[Opening RECORD EXCERPTS section]

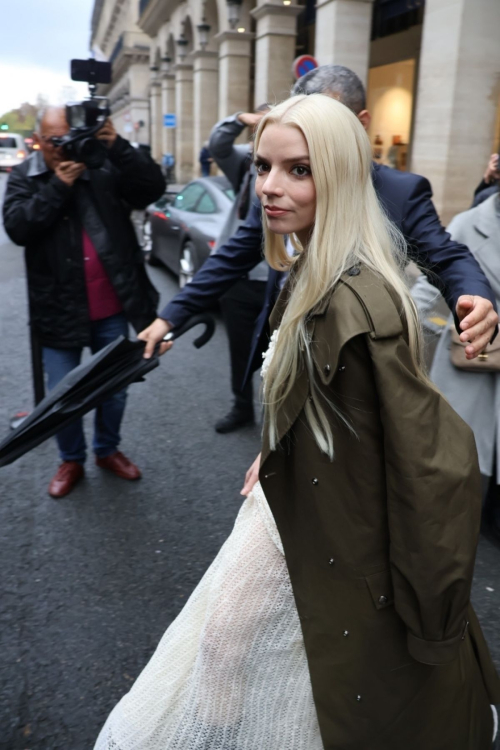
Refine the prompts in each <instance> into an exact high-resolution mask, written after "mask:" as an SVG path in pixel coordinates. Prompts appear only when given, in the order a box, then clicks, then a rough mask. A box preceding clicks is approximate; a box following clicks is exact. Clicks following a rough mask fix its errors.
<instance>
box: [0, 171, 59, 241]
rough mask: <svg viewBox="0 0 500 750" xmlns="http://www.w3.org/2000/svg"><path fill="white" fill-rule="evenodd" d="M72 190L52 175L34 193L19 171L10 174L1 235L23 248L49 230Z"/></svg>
mask: <svg viewBox="0 0 500 750" xmlns="http://www.w3.org/2000/svg"><path fill="white" fill-rule="evenodd" d="M71 193H72V188H71V187H68V185H65V183H64V182H63V181H62V180H60V179H59V178H58V177H56V176H55V174H54V175H52V177H51V178H50V179H49V181H48V182H46V183H45V184H44V185H41V186H40V187H39V189H38V190H37V192H35V193H33V191H32V190H31V189H30V178H29V177H28V176H27V175H25V174H24V171H22V170H21V169H16V168H15V167H14V169H13V170H12V172H11V173H10V177H9V180H8V182H7V188H6V191H5V199H4V204H3V222H4V227H5V231H6V232H7V234H8V235H9V237H10V239H11V240H12V242H15V243H16V245H23V246H24V245H27V244H29V243H30V242H32V241H33V240H36V239H38V238H39V237H40V235H41V234H43V232H44V231H46V230H47V229H49V228H50V227H52V225H53V224H54V223H55V222H56V221H57V220H58V219H59V217H60V216H61V214H62V213H63V211H64V208H65V206H66V203H67V201H68V199H69V198H70V196H71Z"/></svg>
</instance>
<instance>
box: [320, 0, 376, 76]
mask: <svg viewBox="0 0 500 750" xmlns="http://www.w3.org/2000/svg"><path fill="white" fill-rule="evenodd" d="M372 4H373V0H318V4H317V6H316V36H315V40H314V42H315V57H316V59H317V60H318V62H319V64H320V65H328V64H333V65H345V66H346V68H350V69H351V70H353V71H354V72H355V73H356V74H357V75H358V76H359V77H360V78H361V80H362V81H363V83H364V84H365V86H366V82H367V79H368V63H369V58H370V35H371V24H372Z"/></svg>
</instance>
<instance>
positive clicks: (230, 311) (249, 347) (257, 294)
mask: <svg viewBox="0 0 500 750" xmlns="http://www.w3.org/2000/svg"><path fill="white" fill-rule="evenodd" d="M268 109H269V106H268V105H267V104H265V105H262V106H261V107H258V108H257V110H256V111H255V112H237V113H236V114H235V115H232V116H230V117H226V118H225V119H224V120H221V121H220V122H218V123H217V125H215V126H214V128H213V129H212V132H211V134H210V140H209V147H210V153H211V154H212V156H213V159H214V161H215V162H216V164H217V166H218V167H219V169H221V170H222V171H223V172H224V174H225V175H226V177H227V179H228V180H229V181H230V183H231V185H232V186H233V190H234V192H235V194H236V199H235V201H234V203H233V206H232V208H231V213H230V214H229V216H228V219H227V221H226V224H225V226H224V228H223V230H222V232H221V235H220V237H219V238H218V241H217V248H219V247H221V246H222V245H224V243H225V242H226V241H227V240H228V239H229V238H230V237H232V235H233V234H234V233H235V232H236V230H237V229H238V227H239V226H240V225H241V224H243V222H244V220H245V219H246V217H247V215H248V212H249V210H250V207H251V204H252V200H255V192H254V185H255V176H256V173H255V167H254V164H253V159H252V154H253V147H252V139H251V138H250V140H249V142H248V143H245V144H235V140H236V138H238V136H239V135H241V133H242V132H243V130H244V128H245V127H249V128H250V133H251V135H253V129H254V128H255V127H256V126H257V125H258V123H259V122H260V120H261V118H262V116H263V114H264V112H266V111H267V110H268ZM268 276H269V266H268V265H267V262H266V261H265V260H264V259H263V260H261V262H260V263H259V264H258V265H257V266H255V268H252V269H251V270H250V271H249V272H248V273H247V274H245V275H244V276H242V277H241V278H240V279H239V280H238V281H237V282H236V283H235V284H233V286H232V287H231V288H230V289H229V291H227V292H226V293H225V294H223V296H222V297H221V298H220V307H221V311H222V314H223V316H224V322H225V324H226V331H227V335H228V339H229V354H230V359H231V388H232V391H233V396H234V402H233V406H232V407H231V409H230V411H229V412H228V414H226V415H225V416H224V417H222V419H219V420H218V422H217V423H216V425H215V429H216V431H217V432H220V433H227V432H232V431H233V430H236V429H238V428H239V427H242V426H243V425H245V424H251V423H253V422H254V404H253V383H252V378H250V377H249V378H246V380H245V373H246V369H247V364H248V359H249V357H250V352H251V348H252V336H253V332H254V328H255V321H256V320H257V317H258V315H259V313H260V311H261V310H262V307H263V305H264V303H265V294H266V282H267V278H268Z"/></svg>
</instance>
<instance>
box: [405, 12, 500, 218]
mask: <svg viewBox="0 0 500 750" xmlns="http://www.w3.org/2000/svg"><path fill="white" fill-rule="evenodd" d="M499 29H500V2H498V0H427V3H426V7H425V18H424V29H423V37H422V50H421V56H420V76H419V84H418V96H417V104H416V107H417V110H416V122H415V135H414V143H413V156H412V165H411V168H412V171H414V172H417V173H419V174H423V175H425V176H426V177H427V178H428V179H429V180H430V181H431V184H432V188H433V191H434V201H435V204H436V208H437V210H438V212H439V213H440V215H441V219H442V221H443V222H444V223H445V224H446V223H448V222H449V220H450V219H451V218H452V217H453V216H454V215H455V214H457V213H459V212H460V211H464V210H466V209H467V208H468V207H469V206H470V204H471V202H472V194H473V191H474V187H475V186H476V185H477V183H478V182H479V180H480V178H481V175H482V174H483V171H484V169H485V166H486V164H487V161H488V158H489V156H490V153H491V144H492V139H493V135H494V129H495V116H496V109H497V105H498V96H499V75H498V74H499V71H500V44H499V43H498V30H499Z"/></svg>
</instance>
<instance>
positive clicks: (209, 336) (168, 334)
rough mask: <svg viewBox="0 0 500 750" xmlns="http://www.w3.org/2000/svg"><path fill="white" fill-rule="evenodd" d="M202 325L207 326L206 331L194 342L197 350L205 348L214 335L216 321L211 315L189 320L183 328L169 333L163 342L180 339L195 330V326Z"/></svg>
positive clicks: (177, 328)
mask: <svg viewBox="0 0 500 750" xmlns="http://www.w3.org/2000/svg"><path fill="white" fill-rule="evenodd" d="M200 324H203V325H204V326H205V330H204V332H203V333H202V334H201V336H198V338H197V339H195V340H194V342H193V344H194V346H195V347H196V348H197V349H200V347H202V346H205V344H207V343H208V342H209V341H210V339H211V338H212V336H213V335H214V331H215V321H214V319H213V318H212V316H211V315H204V314H202V315H193V317H192V318H189V320H187V321H186V322H185V323H184V324H183V325H182V326H179V327H178V328H174V330H173V331H170V332H169V333H167V335H166V336H165V337H164V339H163V341H173V340H174V339H178V338H179V336H182V334H183V333H186V331H189V329H190V328H194V326H197V325H200Z"/></svg>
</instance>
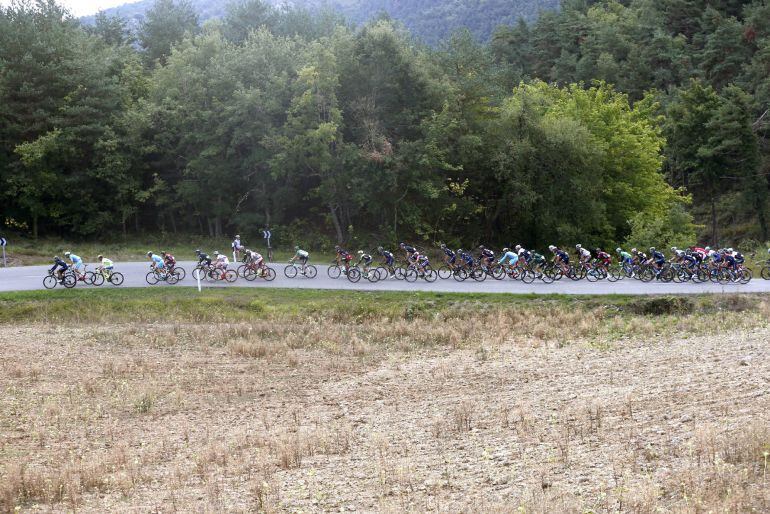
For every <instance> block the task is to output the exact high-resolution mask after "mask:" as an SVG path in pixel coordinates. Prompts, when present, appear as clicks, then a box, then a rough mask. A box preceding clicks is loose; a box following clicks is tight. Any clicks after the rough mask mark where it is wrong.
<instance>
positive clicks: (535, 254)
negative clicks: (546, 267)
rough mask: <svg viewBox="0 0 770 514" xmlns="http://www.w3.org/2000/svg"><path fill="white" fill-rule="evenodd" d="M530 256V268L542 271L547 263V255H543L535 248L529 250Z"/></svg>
mask: <svg viewBox="0 0 770 514" xmlns="http://www.w3.org/2000/svg"><path fill="white" fill-rule="evenodd" d="M529 256H530V257H529V263H528V264H529V265H530V268H531V269H532V271H536V272H538V273H542V271H543V268H544V267H545V264H546V262H545V256H543V255H542V254H540V253H538V252H536V251H534V250H533V251H531V252H529Z"/></svg>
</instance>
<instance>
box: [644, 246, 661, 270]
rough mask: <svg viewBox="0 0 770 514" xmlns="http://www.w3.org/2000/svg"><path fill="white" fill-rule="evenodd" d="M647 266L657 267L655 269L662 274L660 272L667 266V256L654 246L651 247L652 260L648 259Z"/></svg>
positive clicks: (649, 258)
mask: <svg viewBox="0 0 770 514" xmlns="http://www.w3.org/2000/svg"><path fill="white" fill-rule="evenodd" d="M647 264H653V265H655V269H657V270H658V273H660V270H662V269H663V266H664V265H665V264H666V256H665V255H663V252H661V251H659V250H657V249H656V248H655V247H654V246H652V247H650V258H649V259H647Z"/></svg>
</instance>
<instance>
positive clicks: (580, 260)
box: [575, 245, 591, 264]
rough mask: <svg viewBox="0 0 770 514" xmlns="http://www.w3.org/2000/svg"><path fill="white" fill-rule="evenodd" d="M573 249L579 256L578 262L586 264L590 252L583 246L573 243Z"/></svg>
mask: <svg viewBox="0 0 770 514" xmlns="http://www.w3.org/2000/svg"><path fill="white" fill-rule="evenodd" d="M575 250H577V254H578V257H579V258H580V264H586V263H588V261H590V260H591V252H589V251H588V250H586V249H585V248H583V245H575Z"/></svg>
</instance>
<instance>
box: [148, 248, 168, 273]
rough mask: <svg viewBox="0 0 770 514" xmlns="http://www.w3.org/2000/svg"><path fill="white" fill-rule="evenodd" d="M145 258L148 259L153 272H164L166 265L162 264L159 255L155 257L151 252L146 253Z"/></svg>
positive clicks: (155, 255) (160, 258) (162, 262)
mask: <svg viewBox="0 0 770 514" xmlns="http://www.w3.org/2000/svg"><path fill="white" fill-rule="evenodd" d="M147 258H148V259H150V267H151V268H152V269H154V270H164V269H166V265H165V264H164V263H163V259H162V258H161V257H160V255H155V254H154V253H152V252H147Z"/></svg>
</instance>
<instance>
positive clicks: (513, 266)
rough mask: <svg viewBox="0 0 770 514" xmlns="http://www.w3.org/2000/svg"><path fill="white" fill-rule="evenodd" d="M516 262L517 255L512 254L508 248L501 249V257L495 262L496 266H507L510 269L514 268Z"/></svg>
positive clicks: (516, 260)
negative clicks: (509, 267)
mask: <svg viewBox="0 0 770 514" xmlns="http://www.w3.org/2000/svg"><path fill="white" fill-rule="evenodd" d="M517 262H519V254H517V253H516V252H512V251H511V249H510V248H503V256H502V257H501V258H500V260H499V261H497V263H498V264H502V265H503V266H505V265H509V266H510V267H511V268H513V267H514V266H516V263H517Z"/></svg>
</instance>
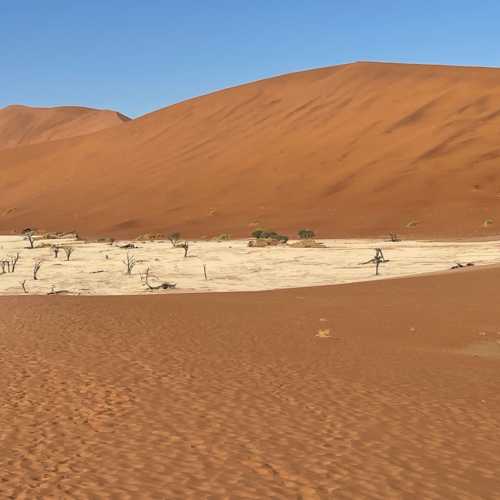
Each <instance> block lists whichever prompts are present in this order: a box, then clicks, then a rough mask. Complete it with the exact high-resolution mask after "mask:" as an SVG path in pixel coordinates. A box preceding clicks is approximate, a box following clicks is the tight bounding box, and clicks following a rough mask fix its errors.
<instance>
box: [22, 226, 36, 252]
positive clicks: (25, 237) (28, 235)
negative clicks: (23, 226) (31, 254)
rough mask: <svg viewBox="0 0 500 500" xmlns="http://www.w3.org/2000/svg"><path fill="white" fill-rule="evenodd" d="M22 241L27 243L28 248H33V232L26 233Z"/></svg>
mask: <svg viewBox="0 0 500 500" xmlns="http://www.w3.org/2000/svg"><path fill="white" fill-rule="evenodd" d="M24 239H25V240H27V241H28V243H29V245H30V246H29V248H35V233H34V231H31V230H29V231H26V232H25V233H24Z"/></svg>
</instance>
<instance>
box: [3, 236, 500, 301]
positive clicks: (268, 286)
mask: <svg viewBox="0 0 500 500" xmlns="http://www.w3.org/2000/svg"><path fill="white" fill-rule="evenodd" d="M320 241H321V242H323V243H324V245H325V248H292V247H289V246H277V247H267V248H249V247H248V246H247V240H236V241H223V242H217V241H195V242H189V252H188V257H187V258H184V250H183V249H182V248H173V246H172V244H171V243H170V242H169V241H152V242H134V245H136V246H137V248H134V249H131V250H126V249H123V248H120V246H123V245H124V244H125V243H126V242H115V243H114V244H113V245H110V244H108V243H95V242H94V243H92V242H85V241H75V240H73V239H58V240H41V239H38V240H37V241H36V242H35V246H36V248H34V249H27V248H26V245H27V242H26V241H24V240H23V239H22V238H21V237H19V236H0V260H2V259H6V258H7V257H9V256H14V255H16V254H17V253H19V255H20V258H19V262H18V264H17V266H16V270H15V272H14V273H8V272H6V273H4V274H0V295H15V294H24V293H25V292H24V291H23V288H22V286H21V283H22V282H25V288H26V291H27V293H29V294H44V295H45V294H47V293H49V292H51V291H55V292H64V293H67V294H79V295H82V294H83V295H135V294H143V293H152V292H151V291H150V290H149V289H148V288H147V287H146V286H145V284H144V282H143V280H142V278H141V276H142V275H143V274H144V272H145V270H146V269H147V268H149V269H150V276H151V279H150V284H152V285H156V284H159V283H161V282H164V281H167V282H172V283H176V289H175V290H165V291H163V290H162V291H154V292H153V293H168V294H173V293H186V292H231V291H233V292H235V291H257V290H272V289H277V288H296V287H304V286H315V285H331V284H339V283H351V282H358V281H367V280H373V279H377V280H380V279H383V278H391V277H399V276H410V275H414V274H422V273H428V272H436V271H448V270H450V267H452V266H453V265H454V264H456V263H457V262H462V263H467V262H473V263H474V264H475V265H478V266H479V265H485V264H499V263H500V241H494V240H493V241H446V242H445V241H441V242H437V241H402V242H399V243H391V242H387V241H383V240H320ZM51 245H59V246H63V247H64V246H66V247H68V246H69V247H72V248H73V249H74V252H73V254H72V255H71V257H70V260H69V261H66V258H65V254H64V251H63V250H61V251H60V252H59V255H58V258H57V259H56V258H55V257H54V255H53V253H52V249H51ZM376 247H381V248H382V249H383V251H384V256H385V257H386V258H387V259H389V261H390V262H388V263H386V264H383V265H381V267H380V276H375V267H374V265H362V264H361V263H362V262H366V261H368V260H370V259H371V258H372V257H373V256H374V254H375V252H374V248H376ZM127 255H129V256H130V258H133V259H135V261H136V265H135V267H134V268H133V270H132V273H131V275H127V274H126V265H125V263H124V261H125V260H126V259H127ZM35 262H40V263H41V267H40V271H39V273H38V279H37V280H36V281H35V280H33V265H34V263H35ZM204 266H205V269H206V272H207V279H205V274H204Z"/></svg>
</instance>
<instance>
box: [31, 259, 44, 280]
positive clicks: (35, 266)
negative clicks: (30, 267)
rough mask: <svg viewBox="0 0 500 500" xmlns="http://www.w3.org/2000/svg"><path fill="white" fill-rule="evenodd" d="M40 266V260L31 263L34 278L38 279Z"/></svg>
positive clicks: (40, 263) (36, 279)
mask: <svg viewBox="0 0 500 500" xmlns="http://www.w3.org/2000/svg"><path fill="white" fill-rule="evenodd" d="M41 266H42V263H41V262H40V261H37V262H35V263H34V264H33V279H34V280H37V279H38V271H40V267H41Z"/></svg>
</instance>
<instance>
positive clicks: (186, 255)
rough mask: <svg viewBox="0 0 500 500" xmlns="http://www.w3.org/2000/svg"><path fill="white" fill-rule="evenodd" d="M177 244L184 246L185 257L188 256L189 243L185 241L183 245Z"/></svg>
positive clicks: (180, 246) (186, 241)
mask: <svg viewBox="0 0 500 500" xmlns="http://www.w3.org/2000/svg"><path fill="white" fill-rule="evenodd" d="M177 246H179V247H181V248H184V257H187V253H188V250H189V243H188V242H187V241H185V242H184V243H183V244H182V245H177Z"/></svg>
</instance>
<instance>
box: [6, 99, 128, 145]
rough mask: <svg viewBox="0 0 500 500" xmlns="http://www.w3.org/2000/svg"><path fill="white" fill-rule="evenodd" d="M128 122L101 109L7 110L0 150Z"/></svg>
mask: <svg viewBox="0 0 500 500" xmlns="http://www.w3.org/2000/svg"><path fill="white" fill-rule="evenodd" d="M128 120H129V118H127V117H126V116H124V115H122V114H120V113H117V112H116V111H108V110H100V109H90V108H82V107H73V106H64V107H57V108H32V107H29V106H7V107H6V108H2V109H0V149H4V148H12V147H16V146H23V145H26V144H36V143H38V142H45V141H54V140H57V139H66V138H68V137H74V136H78V135H84V134H90V133H92V132H97V131H98V130H102V129H104V128H108V127H112V126H114V125H118V124H120V123H123V122H124V121H128Z"/></svg>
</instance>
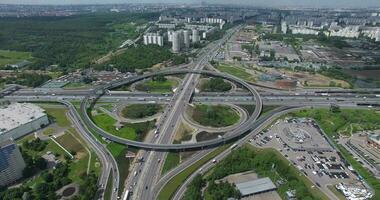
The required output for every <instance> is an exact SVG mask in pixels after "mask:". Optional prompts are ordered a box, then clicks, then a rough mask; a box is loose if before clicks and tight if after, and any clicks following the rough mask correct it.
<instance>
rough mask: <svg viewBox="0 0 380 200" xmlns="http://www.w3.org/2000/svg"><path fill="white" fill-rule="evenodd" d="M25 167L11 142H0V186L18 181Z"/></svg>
mask: <svg viewBox="0 0 380 200" xmlns="http://www.w3.org/2000/svg"><path fill="white" fill-rule="evenodd" d="M25 166H26V165H25V162H24V159H23V158H22V155H21V152H20V150H19V149H18V147H17V145H16V144H15V143H14V142H13V141H12V140H6V141H3V142H0V186H6V185H9V184H12V183H14V182H15V181H17V180H18V179H20V178H21V177H22V171H23V170H24V168H25Z"/></svg>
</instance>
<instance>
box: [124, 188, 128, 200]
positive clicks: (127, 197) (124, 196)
mask: <svg viewBox="0 0 380 200" xmlns="http://www.w3.org/2000/svg"><path fill="white" fill-rule="evenodd" d="M128 199H129V190H127V191H125V194H124V197H123V200H128Z"/></svg>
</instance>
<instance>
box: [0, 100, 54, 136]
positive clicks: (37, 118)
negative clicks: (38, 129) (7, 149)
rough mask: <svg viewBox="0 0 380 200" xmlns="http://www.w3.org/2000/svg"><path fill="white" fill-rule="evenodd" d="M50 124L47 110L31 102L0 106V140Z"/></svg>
mask: <svg viewBox="0 0 380 200" xmlns="http://www.w3.org/2000/svg"><path fill="white" fill-rule="evenodd" d="M48 124H49V119H48V117H47V114H46V113H45V110H44V109H42V108H40V107H39V106H37V105H35V104H31V103H12V104H8V105H2V106H1V107H0V142H1V141H5V140H8V139H10V138H12V139H17V138H20V137H22V136H24V135H26V134H28V133H30V132H32V131H35V130H38V129H40V128H42V127H44V126H46V125H48Z"/></svg>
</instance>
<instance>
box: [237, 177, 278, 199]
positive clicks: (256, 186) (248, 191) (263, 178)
mask: <svg viewBox="0 0 380 200" xmlns="http://www.w3.org/2000/svg"><path fill="white" fill-rule="evenodd" d="M236 188H237V189H238V190H239V192H240V194H241V196H242V197H246V196H250V195H254V194H260V193H264V192H270V191H273V190H275V189H276V186H275V185H274V183H273V182H272V181H271V180H270V178H268V177H266V178H261V179H256V180H252V181H247V182H243V183H237V184H236Z"/></svg>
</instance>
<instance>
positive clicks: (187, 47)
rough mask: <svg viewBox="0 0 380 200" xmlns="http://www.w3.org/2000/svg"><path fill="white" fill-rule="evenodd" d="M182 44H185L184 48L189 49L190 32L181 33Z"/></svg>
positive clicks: (183, 31) (185, 31) (184, 32)
mask: <svg viewBox="0 0 380 200" xmlns="http://www.w3.org/2000/svg"><path fill="white" fill-rule="evenodd" d="M183 43H184V44H185V48H189V47H190V31H189V30H184V31H183Z"/></svg>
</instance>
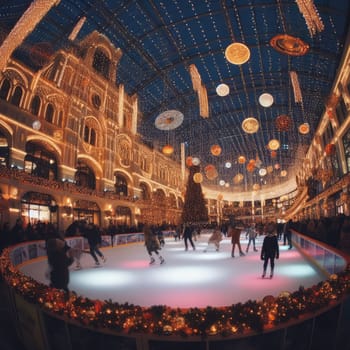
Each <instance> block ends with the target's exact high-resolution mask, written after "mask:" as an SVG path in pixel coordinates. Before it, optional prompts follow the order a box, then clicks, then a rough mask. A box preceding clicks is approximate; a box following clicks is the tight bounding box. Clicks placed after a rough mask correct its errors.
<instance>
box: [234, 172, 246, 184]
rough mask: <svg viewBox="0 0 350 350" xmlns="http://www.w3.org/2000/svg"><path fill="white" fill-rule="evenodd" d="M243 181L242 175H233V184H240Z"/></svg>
mask: <svg viewBox="0 0 350 350" xmlns="http://www.w3.org/2000/svg"><path fill="white" fill-rule="evenodd" d="M243 179H244V176H243V174H241V173H238V174H237V175H235V176H234V177H233V183H234V184H236V185H237V184H239V183H241V182H242V181H243Z"/></svg>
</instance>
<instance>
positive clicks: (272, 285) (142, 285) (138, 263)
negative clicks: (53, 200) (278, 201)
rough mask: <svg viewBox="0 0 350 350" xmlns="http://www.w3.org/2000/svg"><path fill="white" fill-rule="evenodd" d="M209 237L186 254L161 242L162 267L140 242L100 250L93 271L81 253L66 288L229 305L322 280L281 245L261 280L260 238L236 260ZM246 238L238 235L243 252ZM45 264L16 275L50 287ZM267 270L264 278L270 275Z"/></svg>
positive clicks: (34, 262)
mask: <svg viewBox="0 0 350 350" xmlns="http://www.w3.org/2000/svg"><path fill="white" fill-rule="evenodd" d="M208 238H209V235H208V234H201V236H200V237H198V238H197V240H196V241H194V243H195V245H196V250H192V248H191V247H190V248H189V250H188V251H185V246H184V241H183V240H180V241H175V239H174V238H166V240H165V246H164V247H163V248H162V250H161V251H160V253H161V254H162V256H163V257H164V259H165V264H163V265H160V264H159V260H158V259H156V262H155V264H154V265H149V257H148V254H147V251H146V248H145V246H144V244H143V243H132V244H128V245H120V246H116V247H113V248H112V247H106V248H102V251H103V253H104V255H105V256H106V258H107V261H106V263H102V262H101V266H99V267H96V266H95V262H94V260H93V258H92V257H91V256H90V255H89V254H83V256H82V259H81V265H82V269H81V270H75V269H74V267H75V264H73V265H72V266H71V268H70V284H69V289H70V290H72V291H75V292H76V293H77V294H79V295H84V296H86V297H88V298H90V299H100V300H111V301H114V302H119V303H125V302H128V303H130V304H135V305H140V306H146V307H147V306H152V305H168V306H171V307H174V308H176V307H181V308H187V307H206V306H209V305H211V306H216V307H218V306H228V305H231V304H236V303H239V302H246V301H248V300H250V299H251V300H261V299H262V298H263V297H264V296H266V295H273V296H278V295H279V294H280V293H281V292H283V291H290V292H292V291H296V290H297V289H298V288H299V287H300V286H304V287H311V286H312V285H314V284H317V283H318V282H320V281H321V280H323V279H325V278H326V277H325V276H324V275H322V274H321V273H320V272H319V271H318V270H317V269H316V268H315V267H313V266H312V265H310V263H309V262H308V261H307V260H305V259H304V258H303V256H302V255H301V254H300V253H299V252H298V250H297V249H296V248H294V247H293V249H291V250H288V246H284V245H283V242H281V241H280V243H279V244H280V258H279V260H276V266H275V271H274V277H273V279H269V278H265V279H262V277H261V275H262V265H263V262H262V261H261V260H260V249H261V245H262V241H263V238H264V236H260V237H258V238H257V245H256V246H257V249H258V252H254V251H253V247H252V246H250V249H249V252H248V253H245V254H246V255H245V256H242V257H240V256H239V254H238V251H237V247H236V252H235V256H236V257H235V258H232V257H231V247H232V246H231V241H230V238H224V240H223V241H222V242H221V245H220V250H219V251H218V252H217V251H215V249H210V250H208V251H207V252H204V251H205V249H206V248H207V247H208V243H207V242H208ZM247 243H248V240H247V239H246V238H245V235H244V234H242V235H241V244H242V249H243V251H244V252H245V250H246V246H247ZM47 268H48V265H47V261H46V258H40V259H37V260H35V261H31V262H29V263H27V264H25V265H23V266H21V268H20V269H21V271H22V272H23V273H25V274H27V275H30V276H32V277H33V278H35V279H36V280H38V281H40V282H43V283H45V284H49V281H48V280H47V278H46V277H45V272H46V271H47ZM269 272H270V270H269V268H268V270H267V276H269Z"/></svg>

[Closing RECORD EXCERPTS section]

*WHAT THIS TASK INVOLVES*:
Filter the entries above down to the lines containing the word "present".

*SOLUTION FOR THIS TASK*:
For every <instance> block the task is to output the exact high-resolution mask after "mask:" as an SVG path in pixel coordinates. Prompts, when present, appear as clicks, then a box, then a rough mask. A box preceding clicks is loose; a box following clicks is tight. Any clicks after the rough mask mark where it is wrong.
Each <instance> block lists whichever prompts are present in this order: a box, then clicks, then a rough mask. Complete it with the exact high-resolution mask after "mask:" as an SVG path in pixel coordinates. A box preceding clicks is approximate, a box following clicks is the tight bounding box, and clicks following a rough mask fix its errors.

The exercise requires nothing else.